Boston Symphony Orchestra & Ozawa Deliver Quality Performance

By Scott Lee

Staff Writer

Boston Symphony Orchestra

Symphony Hall

Friday, October 26, 2001

In his last season with the with the Boston Symphony Orchestra, conductor Seiji Ozawa gave another outstanding farewell concert. At 66, Ozawa has had a prolific 28 year career with the BSO, during which he has won many awards and had various parts of Symphony Hall renamed after himself.

With the appointment of James Levine as the new Music Director Designate (effective September 2002), this concert provided one of the last glimpses of Ozawa in Symphony Hall. As his tenure at the Vienna State Opera begins next year, Ozawa will shift more of his attention to opera, and less to orchestral pieces. As such, it was a rare opportunity to see a magnificent conductor give his final rendition of Takemitsu’s Dream/Window, Dutilleux’s Shadows of Time, and Beethoven’s Third Symphony in E-flat.

The Norman V. and Ellen B. Ballou Memorial concert, as it was termed, filled symphony hall to capacity, although it was only mid-day. Nonetheless, there was excitement in the air, in anticipation of what a renowned master would do in one of his last concerts.

As the lights dimmed, the petite man with an uncouth mass of gray hair emerged from behind the flutes. Received by a rousing ovation, he began his first piece.

Takemitsu’s Dream/Window, a modern piece which was composed in 1985, has a variety of post-modern and impressionist influences. Ozawa decided to accentuate these features through a variety of maneuvers. First, the seating arrangement placed the principal flute in the concertmaster seat, as well as shifting many violins to the opposite section of the floor. This very atypical arrangement further accentuated the tension brought about the dissonance exhibited throughout the piece. Second, the piece began like Debussy and ended like Bartok. In between, the lyrical style composed on dissonant chords was successful because Ozawa skillfully balanced these transitions. Third, Ozawa effectively employed the soloists in working with the rest of the orchestra. There was harmony on this front, and it made for a pleasant rendition of the piece.

Point annotation records

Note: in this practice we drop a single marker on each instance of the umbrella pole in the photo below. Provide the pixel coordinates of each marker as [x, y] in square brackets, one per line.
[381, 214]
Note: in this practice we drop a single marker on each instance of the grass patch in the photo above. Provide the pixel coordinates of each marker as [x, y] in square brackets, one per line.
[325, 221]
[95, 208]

---

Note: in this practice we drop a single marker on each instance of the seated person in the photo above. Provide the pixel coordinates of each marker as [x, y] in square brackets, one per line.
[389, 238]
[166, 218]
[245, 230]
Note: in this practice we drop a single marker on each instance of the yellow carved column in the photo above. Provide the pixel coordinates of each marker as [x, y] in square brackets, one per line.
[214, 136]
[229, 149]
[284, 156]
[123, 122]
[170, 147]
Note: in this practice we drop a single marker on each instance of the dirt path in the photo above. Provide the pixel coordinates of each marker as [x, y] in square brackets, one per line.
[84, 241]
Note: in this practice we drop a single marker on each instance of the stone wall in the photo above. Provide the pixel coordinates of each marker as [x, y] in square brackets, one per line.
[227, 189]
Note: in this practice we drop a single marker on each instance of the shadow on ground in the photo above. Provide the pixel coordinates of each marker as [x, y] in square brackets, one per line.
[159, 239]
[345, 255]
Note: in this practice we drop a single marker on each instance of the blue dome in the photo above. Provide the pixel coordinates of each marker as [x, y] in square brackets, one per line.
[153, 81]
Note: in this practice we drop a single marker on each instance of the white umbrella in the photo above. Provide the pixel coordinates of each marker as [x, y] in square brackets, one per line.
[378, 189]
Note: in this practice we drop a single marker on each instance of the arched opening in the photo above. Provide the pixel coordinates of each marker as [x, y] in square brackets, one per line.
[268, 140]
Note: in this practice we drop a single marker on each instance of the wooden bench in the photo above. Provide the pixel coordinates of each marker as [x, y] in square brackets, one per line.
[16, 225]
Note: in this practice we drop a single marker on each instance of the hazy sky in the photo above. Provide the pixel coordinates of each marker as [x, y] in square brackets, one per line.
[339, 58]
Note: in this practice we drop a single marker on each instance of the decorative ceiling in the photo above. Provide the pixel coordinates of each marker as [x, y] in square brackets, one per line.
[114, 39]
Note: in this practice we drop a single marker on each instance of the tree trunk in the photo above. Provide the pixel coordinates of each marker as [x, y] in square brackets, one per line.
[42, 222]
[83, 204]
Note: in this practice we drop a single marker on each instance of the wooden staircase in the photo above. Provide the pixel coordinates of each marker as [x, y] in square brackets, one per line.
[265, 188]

*WHAT IS EXPECTED:*
Answer these questions from the concert review:
1. How long has Ozawa's career with the BSO lasted?
2. Who was appointed the new Music Director Designate?
3. In what year was Takemitsu's Dream/Window composed?
These records were taken from a separate source.

*ANSWER TO THIS EXERCISE:*
1. 28 years
2. James Levine
3. 1985